● Prompt: Starting with the line that contains "In this photo, where can the uniformed" and going on through the last of the lines below, write those lines out again with the requests included and unchanged. Multiply every coordinate in the answers by 1.6 and round each result to a whole number, rounding halves up.

● Exercise material:
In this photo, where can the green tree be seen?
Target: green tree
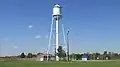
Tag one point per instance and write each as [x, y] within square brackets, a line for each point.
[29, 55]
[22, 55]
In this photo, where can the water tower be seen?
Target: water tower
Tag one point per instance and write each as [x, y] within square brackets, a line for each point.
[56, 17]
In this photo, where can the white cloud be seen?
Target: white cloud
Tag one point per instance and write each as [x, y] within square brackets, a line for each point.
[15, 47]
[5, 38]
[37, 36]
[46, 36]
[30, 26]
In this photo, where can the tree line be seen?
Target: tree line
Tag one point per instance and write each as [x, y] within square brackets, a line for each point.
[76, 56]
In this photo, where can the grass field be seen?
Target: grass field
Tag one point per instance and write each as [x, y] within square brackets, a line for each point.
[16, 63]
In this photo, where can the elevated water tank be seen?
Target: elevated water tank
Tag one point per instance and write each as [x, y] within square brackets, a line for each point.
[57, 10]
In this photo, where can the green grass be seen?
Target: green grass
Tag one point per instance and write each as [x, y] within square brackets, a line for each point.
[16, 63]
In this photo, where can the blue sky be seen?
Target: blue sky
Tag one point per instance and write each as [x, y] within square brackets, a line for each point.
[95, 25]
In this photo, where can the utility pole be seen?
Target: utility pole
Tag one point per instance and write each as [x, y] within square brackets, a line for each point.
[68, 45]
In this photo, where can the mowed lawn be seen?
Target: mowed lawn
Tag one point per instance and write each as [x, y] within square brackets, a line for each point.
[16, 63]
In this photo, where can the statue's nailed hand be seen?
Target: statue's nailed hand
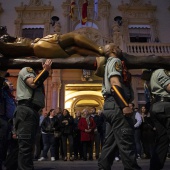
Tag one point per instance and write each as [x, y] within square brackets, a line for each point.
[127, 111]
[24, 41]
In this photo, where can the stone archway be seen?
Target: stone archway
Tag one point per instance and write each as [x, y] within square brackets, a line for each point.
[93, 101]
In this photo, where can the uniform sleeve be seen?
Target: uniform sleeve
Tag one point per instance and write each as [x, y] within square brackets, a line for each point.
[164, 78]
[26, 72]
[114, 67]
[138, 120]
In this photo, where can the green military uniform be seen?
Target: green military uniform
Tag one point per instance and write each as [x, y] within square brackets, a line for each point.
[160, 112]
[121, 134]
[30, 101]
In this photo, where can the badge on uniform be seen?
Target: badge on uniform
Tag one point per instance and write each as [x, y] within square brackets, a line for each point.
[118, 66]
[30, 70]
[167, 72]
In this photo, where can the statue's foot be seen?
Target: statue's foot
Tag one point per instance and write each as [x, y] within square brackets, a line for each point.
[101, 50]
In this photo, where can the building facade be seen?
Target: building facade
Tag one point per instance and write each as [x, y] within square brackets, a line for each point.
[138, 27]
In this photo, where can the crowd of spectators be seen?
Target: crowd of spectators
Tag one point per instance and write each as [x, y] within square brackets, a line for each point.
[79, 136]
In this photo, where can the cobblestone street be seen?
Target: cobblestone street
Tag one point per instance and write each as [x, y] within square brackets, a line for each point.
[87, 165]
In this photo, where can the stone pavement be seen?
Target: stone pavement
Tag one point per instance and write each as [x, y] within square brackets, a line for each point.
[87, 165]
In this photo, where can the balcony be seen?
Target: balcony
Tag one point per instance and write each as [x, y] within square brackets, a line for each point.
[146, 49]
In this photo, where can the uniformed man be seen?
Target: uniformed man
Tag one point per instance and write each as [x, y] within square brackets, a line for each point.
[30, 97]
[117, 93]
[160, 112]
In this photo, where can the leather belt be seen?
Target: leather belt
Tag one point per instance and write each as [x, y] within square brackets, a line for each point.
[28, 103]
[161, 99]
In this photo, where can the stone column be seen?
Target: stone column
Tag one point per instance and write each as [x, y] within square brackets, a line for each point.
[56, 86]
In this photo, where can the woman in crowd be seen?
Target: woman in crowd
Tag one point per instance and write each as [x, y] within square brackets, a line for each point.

● Expected output:
In this photo, where can the uniformed man be seen?
Target: uniformed man
Tag one point per instance and write each as [x, y] within square brackets, a line for each point.
[48, 155]
[187, 149]
[256, 179]
In this photo, where can the leather belt be seen?
Target: leather belt
Tag one point per instance and write each as [x, y] within square brackets, a line for each point.
[45, 165]
[258, 158]
In this photo, where can the stone column be seen?
Target: stone column
Tag one point per instance and write each as [x, y] within square brackets, a line for each point.
[90, 138]
In this photo, where can the woman in crowd be seen?
Target: woman in crowd
Tag one point per instance and write each as [x, y] within square brackets, a line for each point.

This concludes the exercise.